WHAT THE EXERCISE ASKS
The answer must be a single number, namely how many lines in the entries below contain the string "terrace".

RECORDS FOR PROCESSING
Content starts
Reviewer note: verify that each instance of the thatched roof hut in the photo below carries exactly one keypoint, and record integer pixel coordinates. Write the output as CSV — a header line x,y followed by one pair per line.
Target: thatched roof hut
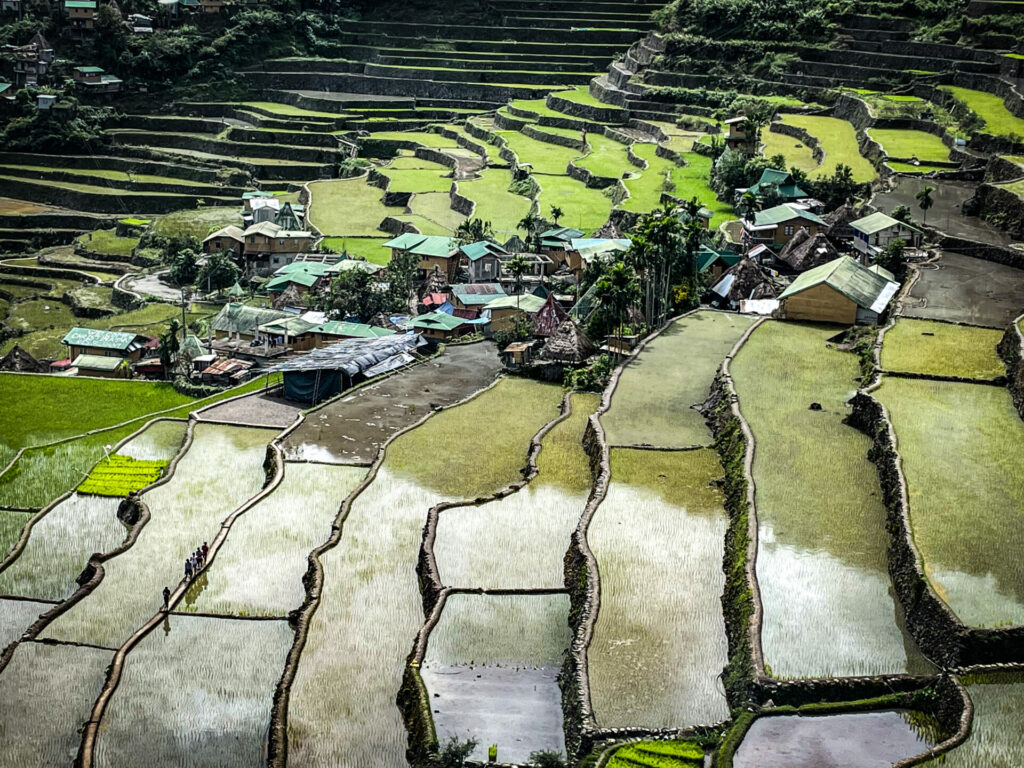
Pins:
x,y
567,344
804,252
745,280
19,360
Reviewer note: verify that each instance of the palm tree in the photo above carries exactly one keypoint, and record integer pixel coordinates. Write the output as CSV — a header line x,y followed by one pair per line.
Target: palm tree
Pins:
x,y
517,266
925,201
Content ends
Content starts
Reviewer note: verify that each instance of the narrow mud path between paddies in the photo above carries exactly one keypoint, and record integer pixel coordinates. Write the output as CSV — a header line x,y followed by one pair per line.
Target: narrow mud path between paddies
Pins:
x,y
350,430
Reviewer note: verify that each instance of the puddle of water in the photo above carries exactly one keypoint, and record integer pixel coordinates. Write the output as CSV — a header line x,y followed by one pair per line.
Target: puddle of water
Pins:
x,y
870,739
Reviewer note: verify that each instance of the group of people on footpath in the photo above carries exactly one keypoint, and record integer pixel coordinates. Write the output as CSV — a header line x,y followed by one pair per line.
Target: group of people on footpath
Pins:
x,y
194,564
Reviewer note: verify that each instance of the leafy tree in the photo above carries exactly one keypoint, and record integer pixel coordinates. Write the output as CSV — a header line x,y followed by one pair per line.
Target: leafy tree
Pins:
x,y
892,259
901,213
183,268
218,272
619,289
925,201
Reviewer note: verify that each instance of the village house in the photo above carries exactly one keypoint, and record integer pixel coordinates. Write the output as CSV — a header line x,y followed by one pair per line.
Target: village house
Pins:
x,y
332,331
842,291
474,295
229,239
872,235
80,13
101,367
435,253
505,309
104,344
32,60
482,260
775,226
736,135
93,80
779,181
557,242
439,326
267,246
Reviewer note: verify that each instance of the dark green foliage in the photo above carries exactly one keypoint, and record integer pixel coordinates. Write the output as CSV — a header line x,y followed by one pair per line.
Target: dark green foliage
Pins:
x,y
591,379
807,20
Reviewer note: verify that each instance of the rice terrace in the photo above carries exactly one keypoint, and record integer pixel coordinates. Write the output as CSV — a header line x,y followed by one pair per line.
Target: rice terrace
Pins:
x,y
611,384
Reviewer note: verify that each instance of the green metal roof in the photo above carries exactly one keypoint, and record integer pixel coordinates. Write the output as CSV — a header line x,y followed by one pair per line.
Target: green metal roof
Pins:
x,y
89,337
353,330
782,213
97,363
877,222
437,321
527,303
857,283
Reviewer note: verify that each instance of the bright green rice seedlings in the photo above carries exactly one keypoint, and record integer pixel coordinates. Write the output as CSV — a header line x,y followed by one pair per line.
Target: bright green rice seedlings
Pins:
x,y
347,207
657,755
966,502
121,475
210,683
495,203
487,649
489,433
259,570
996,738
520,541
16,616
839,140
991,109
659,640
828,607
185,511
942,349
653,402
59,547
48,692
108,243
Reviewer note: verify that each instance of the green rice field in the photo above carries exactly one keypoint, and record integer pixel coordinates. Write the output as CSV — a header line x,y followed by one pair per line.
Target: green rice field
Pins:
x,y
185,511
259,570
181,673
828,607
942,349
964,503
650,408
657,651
Content ends
RESPONSE TO THIS EXERCISE
2